### THE INPUT
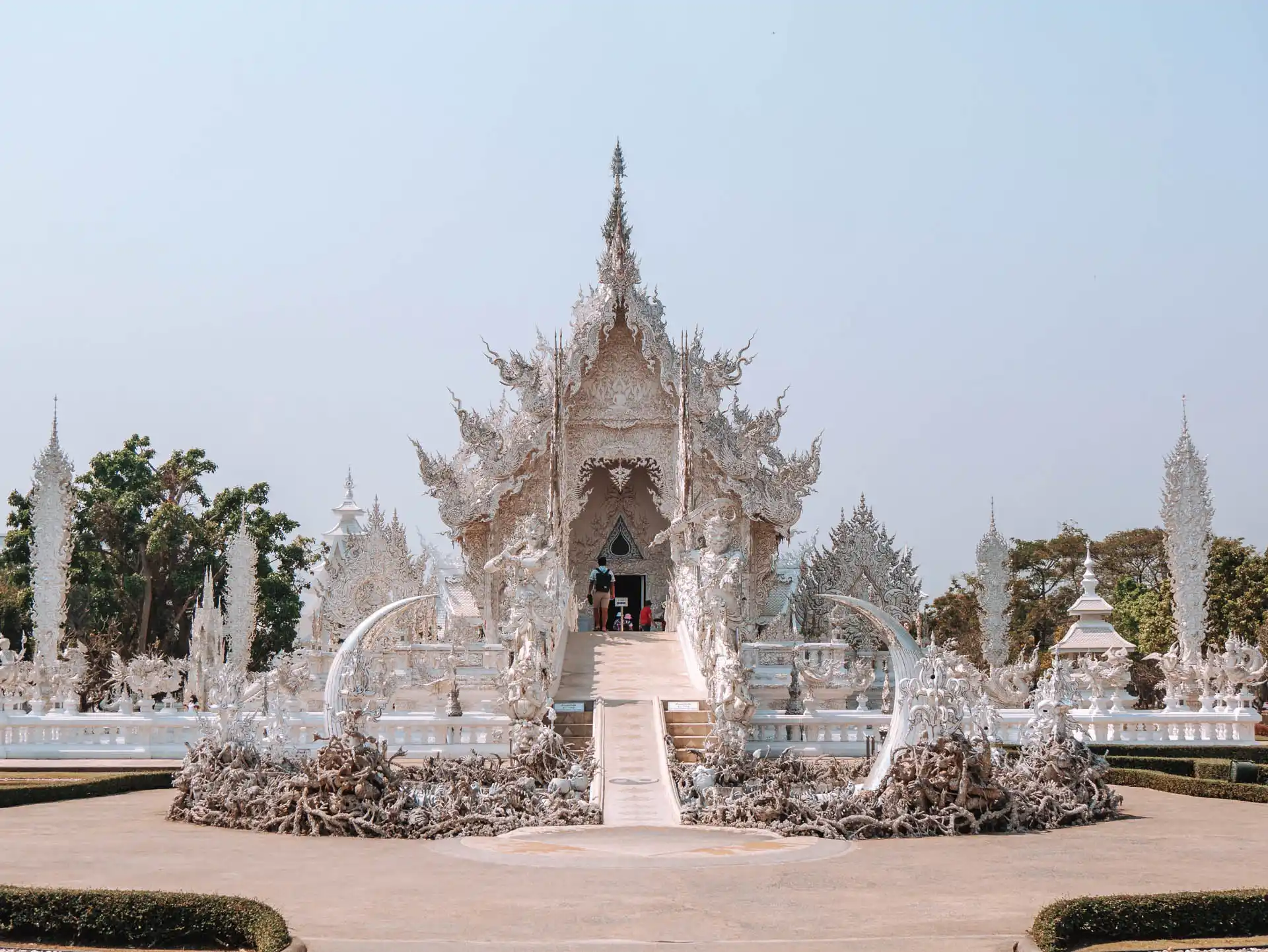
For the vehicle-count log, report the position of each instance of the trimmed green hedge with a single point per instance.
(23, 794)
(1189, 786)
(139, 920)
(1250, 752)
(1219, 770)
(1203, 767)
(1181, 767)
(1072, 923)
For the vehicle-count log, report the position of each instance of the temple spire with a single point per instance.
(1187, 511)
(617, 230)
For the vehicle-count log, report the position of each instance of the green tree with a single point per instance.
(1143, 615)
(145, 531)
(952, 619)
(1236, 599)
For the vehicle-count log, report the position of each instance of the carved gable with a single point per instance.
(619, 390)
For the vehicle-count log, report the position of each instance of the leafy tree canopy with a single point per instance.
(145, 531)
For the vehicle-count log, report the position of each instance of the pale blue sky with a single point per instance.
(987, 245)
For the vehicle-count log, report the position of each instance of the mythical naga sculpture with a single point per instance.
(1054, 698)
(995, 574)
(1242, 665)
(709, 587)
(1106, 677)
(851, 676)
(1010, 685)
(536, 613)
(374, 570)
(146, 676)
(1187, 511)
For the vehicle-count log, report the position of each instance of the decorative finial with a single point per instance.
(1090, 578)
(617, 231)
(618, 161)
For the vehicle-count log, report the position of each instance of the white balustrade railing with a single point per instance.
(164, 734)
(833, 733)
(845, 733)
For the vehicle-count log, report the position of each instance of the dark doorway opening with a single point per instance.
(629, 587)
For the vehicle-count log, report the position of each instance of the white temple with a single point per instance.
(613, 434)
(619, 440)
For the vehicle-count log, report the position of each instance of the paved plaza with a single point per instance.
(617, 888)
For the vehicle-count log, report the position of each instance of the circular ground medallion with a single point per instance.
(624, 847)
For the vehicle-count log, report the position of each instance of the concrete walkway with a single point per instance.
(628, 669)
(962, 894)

==

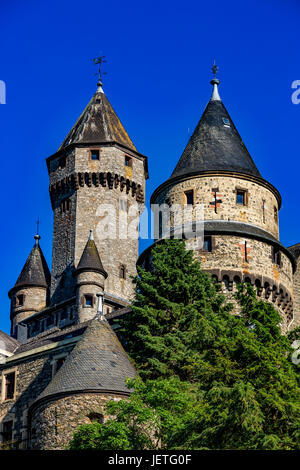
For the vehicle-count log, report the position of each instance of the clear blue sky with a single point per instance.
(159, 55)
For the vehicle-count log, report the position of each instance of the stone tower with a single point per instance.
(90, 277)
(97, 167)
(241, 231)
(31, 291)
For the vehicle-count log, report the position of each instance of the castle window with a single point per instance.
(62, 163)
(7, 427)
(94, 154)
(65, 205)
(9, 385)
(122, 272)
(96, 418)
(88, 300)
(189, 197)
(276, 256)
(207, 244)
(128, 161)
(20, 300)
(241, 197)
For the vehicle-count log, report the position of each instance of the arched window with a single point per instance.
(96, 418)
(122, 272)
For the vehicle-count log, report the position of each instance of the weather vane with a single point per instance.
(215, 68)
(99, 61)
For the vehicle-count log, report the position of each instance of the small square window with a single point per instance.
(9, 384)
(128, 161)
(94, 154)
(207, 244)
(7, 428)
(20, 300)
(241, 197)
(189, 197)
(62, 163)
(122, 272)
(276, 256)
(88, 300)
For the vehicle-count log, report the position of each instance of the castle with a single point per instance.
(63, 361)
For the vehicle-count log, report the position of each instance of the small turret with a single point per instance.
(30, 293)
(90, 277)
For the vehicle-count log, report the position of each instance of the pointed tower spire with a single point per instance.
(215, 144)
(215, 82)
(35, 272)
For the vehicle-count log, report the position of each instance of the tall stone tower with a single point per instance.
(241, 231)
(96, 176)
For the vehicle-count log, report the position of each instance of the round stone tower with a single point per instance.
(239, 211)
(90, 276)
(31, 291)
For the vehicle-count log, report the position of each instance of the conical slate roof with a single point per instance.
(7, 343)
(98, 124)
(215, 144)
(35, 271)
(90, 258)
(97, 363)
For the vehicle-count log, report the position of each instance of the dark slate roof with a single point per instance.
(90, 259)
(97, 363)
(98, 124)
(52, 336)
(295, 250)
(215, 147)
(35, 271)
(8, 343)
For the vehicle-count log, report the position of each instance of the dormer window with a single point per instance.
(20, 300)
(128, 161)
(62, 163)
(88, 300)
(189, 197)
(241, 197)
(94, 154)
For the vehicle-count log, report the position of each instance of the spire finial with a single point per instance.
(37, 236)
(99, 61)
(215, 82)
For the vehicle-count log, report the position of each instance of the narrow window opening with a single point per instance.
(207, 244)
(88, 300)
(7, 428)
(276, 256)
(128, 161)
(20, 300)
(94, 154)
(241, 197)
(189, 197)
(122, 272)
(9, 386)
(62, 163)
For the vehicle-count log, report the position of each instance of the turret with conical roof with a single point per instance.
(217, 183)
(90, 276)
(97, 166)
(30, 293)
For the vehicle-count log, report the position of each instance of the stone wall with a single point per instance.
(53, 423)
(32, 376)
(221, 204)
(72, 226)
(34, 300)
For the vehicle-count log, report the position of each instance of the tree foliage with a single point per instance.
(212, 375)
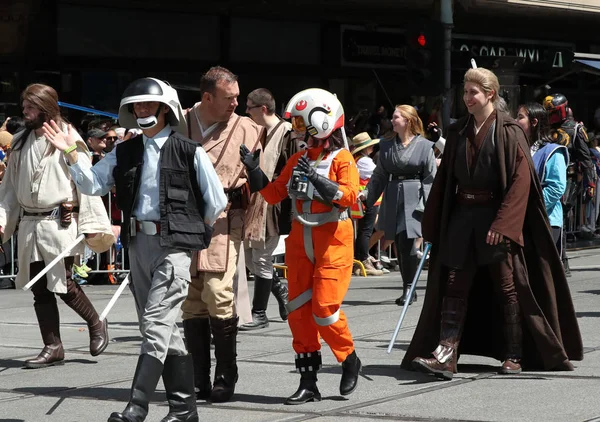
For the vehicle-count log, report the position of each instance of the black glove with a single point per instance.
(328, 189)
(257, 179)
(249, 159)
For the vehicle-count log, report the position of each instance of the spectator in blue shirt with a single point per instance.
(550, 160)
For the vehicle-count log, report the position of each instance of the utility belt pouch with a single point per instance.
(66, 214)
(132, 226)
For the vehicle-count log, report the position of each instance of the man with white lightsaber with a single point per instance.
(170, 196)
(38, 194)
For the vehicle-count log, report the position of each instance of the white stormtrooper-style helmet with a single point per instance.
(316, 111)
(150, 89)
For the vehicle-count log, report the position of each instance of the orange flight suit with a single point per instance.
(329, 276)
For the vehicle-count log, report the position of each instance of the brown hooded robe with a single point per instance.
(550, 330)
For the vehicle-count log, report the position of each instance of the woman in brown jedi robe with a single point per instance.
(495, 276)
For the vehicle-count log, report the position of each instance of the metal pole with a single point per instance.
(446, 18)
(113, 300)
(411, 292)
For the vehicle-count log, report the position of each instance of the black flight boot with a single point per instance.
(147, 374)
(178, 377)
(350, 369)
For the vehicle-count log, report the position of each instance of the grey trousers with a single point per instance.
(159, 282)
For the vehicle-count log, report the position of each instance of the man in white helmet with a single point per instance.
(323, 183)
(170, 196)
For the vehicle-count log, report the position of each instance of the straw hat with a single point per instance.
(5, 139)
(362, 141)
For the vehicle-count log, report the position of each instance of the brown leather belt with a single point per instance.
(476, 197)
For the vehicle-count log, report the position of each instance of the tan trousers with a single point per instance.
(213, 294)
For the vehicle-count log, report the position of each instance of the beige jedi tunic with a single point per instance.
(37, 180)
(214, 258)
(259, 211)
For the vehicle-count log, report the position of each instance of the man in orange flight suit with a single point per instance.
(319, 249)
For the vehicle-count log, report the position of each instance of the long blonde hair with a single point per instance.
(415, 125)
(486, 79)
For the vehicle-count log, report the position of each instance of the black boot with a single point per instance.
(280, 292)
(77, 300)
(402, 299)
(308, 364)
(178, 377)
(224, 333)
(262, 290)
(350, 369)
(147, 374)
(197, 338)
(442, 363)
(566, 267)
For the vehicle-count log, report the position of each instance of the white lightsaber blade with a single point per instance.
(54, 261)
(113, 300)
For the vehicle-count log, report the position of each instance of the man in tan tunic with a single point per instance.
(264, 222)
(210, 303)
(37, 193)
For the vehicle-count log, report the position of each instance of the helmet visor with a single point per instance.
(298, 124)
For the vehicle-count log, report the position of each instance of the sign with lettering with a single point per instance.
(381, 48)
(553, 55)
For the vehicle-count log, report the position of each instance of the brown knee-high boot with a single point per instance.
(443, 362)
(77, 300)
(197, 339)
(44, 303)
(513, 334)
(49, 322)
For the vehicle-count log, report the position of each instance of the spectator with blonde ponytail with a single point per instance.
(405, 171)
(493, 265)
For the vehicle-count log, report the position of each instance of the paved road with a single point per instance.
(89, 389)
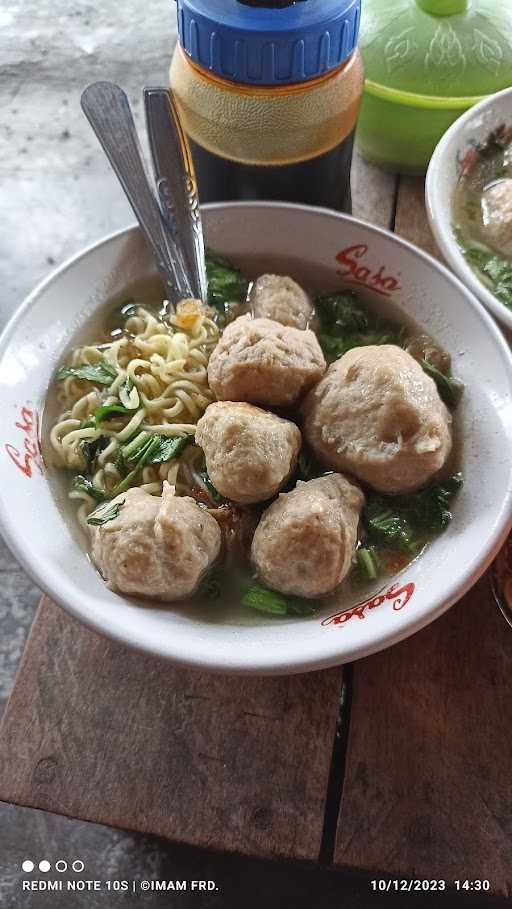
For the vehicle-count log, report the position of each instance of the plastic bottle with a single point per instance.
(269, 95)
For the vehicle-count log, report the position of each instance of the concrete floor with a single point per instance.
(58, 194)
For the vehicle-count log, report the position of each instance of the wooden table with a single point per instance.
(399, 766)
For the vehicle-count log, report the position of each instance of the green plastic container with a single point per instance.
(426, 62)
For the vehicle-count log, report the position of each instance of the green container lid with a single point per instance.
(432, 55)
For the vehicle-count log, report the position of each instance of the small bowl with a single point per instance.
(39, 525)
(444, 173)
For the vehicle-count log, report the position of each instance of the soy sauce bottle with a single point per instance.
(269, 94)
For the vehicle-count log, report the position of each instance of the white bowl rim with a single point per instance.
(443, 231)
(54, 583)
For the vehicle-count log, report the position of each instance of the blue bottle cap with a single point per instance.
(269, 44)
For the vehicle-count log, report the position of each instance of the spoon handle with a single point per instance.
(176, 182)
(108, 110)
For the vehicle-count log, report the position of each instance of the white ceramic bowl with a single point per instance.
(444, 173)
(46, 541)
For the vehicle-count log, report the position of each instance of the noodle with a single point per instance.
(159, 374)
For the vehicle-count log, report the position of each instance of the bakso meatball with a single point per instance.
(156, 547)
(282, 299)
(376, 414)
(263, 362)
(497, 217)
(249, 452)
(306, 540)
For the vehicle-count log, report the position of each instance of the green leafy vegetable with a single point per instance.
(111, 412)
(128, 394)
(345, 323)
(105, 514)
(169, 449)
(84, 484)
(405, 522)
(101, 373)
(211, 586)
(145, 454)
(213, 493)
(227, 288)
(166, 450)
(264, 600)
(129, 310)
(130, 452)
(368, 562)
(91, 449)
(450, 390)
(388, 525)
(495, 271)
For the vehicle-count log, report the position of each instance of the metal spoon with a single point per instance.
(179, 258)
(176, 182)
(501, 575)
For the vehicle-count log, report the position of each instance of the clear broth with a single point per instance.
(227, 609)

### WORK TO COMPLETE
Please list every line of the material that contains the word "flight", copying each one in full.

### FINISHED EXERCISE
For the vehicle-count log, report the position of each instance of the orange flight suit with a single point per instance.
For the vehicle-count log, report the position of each instance of the black flight boot with a single point per instance.
For the vehicle-count log, report the position of each instance of the man in orange flight suit with a single point per instance.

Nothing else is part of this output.